(PROBLEM) Please copy everything from "Vassilly Lubchenko is" down to "using solar energy." in the article on amorphous materials and solar panels, word for word.

(EXCERPTED PASSAGE)
---------------
Can Amorphous Materials Form Solar Panels?
by: Bill Stamps, July 18, 2008 1:07:32 pm
"So we need to make a memory which per given size can contain as much information as possible."
Vassilly Lubchenko is a Ukrainian born 37-year old chemist. He walks around his University of Houston office wearing shorts, a t-shirt and flip flops. Not the image you might have of a person who could change the way most of us live our lives. His use of mathematical formulas might remind you of John Nash: Russel Crowe's character in the movie "A Beautiful Mind."
(sound bite from "A Beautiful Mind")
Nash uses equations in his search for what he calls a 'truly original idea'. He also suffers from schizophrenia, but that's where the similarities stop.
With scientific calculations Lubchenko believes we can use amorphous materials to make solar panels. And because those materials are so much cheaper than crystal and silicon, most people would be able to afford to power their homes or offices using solar energy.
---------------
(SOURCE INFORMATION)
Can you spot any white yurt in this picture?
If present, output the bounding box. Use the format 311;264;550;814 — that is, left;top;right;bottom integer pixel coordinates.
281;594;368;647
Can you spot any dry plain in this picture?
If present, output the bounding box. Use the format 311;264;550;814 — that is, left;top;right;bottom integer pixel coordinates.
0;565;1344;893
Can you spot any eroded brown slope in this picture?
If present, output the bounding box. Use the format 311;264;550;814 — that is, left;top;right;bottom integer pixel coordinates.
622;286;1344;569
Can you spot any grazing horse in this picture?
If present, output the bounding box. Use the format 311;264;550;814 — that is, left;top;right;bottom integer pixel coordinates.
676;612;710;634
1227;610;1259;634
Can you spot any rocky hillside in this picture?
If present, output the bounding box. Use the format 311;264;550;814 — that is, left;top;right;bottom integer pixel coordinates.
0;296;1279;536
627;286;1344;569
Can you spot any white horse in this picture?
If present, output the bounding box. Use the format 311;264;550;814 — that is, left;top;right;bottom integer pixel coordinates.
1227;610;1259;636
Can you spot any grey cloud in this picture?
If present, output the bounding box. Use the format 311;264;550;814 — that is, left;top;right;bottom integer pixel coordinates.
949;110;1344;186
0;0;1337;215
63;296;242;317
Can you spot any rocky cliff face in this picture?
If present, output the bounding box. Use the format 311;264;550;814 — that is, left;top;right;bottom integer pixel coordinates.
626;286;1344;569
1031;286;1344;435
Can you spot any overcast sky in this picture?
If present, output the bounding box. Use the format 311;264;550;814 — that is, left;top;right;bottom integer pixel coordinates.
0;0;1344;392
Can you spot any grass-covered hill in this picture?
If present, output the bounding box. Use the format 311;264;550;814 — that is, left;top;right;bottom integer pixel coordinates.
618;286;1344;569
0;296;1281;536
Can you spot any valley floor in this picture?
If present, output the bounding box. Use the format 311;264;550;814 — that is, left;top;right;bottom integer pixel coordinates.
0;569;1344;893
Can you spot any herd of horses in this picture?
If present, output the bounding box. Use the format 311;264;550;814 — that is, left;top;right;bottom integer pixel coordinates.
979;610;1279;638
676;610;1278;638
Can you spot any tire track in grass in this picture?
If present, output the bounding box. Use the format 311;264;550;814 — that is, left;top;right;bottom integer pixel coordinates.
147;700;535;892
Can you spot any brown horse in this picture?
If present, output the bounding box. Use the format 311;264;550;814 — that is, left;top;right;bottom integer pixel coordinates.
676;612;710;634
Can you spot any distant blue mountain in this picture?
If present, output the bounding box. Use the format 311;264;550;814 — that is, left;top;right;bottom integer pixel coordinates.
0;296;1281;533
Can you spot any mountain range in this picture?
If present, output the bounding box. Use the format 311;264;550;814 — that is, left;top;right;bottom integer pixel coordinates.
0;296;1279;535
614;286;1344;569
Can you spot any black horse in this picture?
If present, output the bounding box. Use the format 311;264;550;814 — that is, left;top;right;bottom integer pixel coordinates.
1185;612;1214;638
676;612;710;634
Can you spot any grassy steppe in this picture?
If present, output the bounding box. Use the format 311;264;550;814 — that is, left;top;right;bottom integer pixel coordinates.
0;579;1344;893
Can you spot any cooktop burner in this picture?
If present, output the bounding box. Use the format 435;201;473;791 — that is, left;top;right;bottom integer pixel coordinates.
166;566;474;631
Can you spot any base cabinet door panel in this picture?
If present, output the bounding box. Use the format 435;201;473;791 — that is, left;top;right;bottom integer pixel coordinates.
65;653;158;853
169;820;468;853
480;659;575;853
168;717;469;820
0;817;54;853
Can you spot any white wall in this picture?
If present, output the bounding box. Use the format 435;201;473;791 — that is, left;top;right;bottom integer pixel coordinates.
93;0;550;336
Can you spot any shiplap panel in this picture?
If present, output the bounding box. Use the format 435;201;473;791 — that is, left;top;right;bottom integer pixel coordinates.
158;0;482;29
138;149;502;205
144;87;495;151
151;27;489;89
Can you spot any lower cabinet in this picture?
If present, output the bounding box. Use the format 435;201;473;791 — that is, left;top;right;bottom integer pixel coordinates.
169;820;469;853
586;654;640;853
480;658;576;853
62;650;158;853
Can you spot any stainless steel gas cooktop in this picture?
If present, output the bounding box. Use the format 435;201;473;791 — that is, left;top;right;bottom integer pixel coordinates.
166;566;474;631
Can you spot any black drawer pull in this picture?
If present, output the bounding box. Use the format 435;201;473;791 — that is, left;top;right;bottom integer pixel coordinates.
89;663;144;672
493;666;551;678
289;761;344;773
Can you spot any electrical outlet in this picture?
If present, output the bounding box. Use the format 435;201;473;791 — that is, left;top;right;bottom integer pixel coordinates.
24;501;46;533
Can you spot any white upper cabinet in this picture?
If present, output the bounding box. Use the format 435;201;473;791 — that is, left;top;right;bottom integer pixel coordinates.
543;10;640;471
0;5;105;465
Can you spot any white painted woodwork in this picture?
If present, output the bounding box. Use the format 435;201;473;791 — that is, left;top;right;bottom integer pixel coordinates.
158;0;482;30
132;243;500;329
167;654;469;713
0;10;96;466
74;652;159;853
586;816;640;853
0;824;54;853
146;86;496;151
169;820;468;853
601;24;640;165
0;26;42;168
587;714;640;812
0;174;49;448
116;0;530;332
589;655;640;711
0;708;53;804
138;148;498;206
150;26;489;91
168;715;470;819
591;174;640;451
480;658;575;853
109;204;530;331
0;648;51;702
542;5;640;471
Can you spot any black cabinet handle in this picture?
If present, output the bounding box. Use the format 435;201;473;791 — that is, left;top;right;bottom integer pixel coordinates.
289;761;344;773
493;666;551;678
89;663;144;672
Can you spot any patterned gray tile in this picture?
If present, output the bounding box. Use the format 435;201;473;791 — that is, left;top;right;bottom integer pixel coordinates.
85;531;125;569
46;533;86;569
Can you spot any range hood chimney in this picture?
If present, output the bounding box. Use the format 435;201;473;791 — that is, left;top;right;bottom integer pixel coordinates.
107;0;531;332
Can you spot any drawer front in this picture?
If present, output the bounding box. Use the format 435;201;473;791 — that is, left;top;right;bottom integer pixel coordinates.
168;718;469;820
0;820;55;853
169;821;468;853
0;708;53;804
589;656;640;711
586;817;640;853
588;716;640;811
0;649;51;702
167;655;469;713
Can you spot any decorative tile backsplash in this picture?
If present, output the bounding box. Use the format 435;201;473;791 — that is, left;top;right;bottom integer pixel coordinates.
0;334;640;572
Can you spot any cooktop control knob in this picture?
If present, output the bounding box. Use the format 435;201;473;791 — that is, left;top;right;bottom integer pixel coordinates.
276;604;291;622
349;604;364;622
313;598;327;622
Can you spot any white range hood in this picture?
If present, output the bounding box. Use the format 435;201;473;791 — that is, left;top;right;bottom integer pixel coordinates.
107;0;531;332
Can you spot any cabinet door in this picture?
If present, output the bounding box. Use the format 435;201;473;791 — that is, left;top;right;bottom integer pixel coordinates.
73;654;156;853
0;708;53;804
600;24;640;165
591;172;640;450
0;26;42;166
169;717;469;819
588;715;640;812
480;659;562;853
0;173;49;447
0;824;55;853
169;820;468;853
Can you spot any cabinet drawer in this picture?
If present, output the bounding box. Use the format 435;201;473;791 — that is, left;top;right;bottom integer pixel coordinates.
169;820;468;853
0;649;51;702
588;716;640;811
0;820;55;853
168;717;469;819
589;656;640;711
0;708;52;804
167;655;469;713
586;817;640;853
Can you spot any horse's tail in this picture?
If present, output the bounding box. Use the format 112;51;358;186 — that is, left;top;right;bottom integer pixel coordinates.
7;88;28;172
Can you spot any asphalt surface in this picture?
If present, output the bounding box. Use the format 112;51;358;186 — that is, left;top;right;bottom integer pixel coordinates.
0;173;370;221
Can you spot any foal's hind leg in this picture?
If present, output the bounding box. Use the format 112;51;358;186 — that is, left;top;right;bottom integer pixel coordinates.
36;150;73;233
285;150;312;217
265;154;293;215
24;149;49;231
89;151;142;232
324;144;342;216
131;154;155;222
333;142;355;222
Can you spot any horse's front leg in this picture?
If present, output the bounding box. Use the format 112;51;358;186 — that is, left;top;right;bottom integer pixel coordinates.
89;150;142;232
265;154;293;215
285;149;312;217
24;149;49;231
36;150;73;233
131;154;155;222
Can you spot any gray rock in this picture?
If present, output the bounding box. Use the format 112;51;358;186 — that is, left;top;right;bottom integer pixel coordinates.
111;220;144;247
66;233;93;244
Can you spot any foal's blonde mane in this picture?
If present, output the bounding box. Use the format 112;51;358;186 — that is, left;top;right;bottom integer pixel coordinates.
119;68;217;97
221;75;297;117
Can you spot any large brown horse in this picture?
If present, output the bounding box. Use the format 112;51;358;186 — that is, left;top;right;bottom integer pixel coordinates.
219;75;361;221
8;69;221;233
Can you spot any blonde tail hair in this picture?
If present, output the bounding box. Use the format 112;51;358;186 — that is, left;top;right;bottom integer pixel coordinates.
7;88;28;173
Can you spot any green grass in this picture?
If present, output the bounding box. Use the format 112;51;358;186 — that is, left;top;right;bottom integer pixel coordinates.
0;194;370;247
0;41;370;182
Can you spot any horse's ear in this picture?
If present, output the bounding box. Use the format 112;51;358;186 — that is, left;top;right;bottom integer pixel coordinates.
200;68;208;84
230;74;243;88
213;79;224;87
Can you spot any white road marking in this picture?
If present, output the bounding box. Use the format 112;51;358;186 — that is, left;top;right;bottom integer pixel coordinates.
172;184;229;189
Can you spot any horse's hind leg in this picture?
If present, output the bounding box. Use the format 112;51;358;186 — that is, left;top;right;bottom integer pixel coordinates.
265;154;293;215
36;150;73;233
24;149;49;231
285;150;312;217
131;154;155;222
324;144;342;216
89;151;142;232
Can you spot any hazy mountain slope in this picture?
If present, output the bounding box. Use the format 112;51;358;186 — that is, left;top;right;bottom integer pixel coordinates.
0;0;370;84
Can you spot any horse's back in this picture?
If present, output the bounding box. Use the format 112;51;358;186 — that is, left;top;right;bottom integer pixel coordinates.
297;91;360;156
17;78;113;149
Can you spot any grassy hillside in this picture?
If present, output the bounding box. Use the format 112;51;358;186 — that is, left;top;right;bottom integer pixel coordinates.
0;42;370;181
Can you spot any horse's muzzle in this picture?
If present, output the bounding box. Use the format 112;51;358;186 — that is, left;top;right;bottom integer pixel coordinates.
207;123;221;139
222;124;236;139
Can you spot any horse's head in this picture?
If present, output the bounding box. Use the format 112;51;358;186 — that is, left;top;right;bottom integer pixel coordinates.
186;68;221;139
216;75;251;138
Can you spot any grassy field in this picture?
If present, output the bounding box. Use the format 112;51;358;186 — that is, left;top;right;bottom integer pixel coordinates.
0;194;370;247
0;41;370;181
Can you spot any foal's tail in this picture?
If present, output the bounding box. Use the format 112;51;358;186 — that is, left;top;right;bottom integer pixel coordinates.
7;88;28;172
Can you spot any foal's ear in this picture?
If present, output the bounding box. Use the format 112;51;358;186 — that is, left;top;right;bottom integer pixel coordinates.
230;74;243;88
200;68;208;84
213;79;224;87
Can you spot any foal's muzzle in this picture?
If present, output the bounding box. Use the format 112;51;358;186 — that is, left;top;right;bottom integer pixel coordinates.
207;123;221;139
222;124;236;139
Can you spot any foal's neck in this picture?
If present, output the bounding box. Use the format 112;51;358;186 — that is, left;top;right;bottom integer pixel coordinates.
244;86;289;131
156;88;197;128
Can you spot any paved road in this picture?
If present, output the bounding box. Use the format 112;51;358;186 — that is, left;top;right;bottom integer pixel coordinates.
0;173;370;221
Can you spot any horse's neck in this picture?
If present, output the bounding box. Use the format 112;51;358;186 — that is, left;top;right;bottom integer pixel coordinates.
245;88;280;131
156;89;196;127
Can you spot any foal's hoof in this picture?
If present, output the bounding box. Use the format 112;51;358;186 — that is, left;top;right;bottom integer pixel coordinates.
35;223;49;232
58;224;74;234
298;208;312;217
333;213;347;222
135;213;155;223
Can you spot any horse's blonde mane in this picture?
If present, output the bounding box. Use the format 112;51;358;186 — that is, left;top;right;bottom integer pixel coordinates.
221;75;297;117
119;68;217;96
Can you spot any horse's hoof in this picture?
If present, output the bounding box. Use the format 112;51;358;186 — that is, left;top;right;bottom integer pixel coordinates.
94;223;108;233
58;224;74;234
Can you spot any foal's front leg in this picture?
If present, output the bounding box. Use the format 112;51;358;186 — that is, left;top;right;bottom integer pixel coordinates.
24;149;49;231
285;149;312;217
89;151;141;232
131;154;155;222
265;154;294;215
---------------
(SOLUTION TO THIS EXERCISE)
Vassilly Lubchenko is a Ukrainian born 37-year old chemist. He walks around his University of Houston office wearing shorts, a t-shirt and flip flops. Not the image you might have of a person who could change the way most of us live our lives. His use of mathematical formulas might remind you of John Nash: Russel Crowe's character in the movie "A Beautiful Mind."
(sound bite from "A Beautiful Mind")
Nash uses equations in his search for what he calls a 'truly original idea'. He also suffers from schizophrenia, but that's where the similarities stop.
With scientific calculations Lubchenko believes we can use amorphous materials to make solar panels. And because those materials are so much cheaper than crystal and silicon, most people would be able to afford to power their homes or offices using solar energy.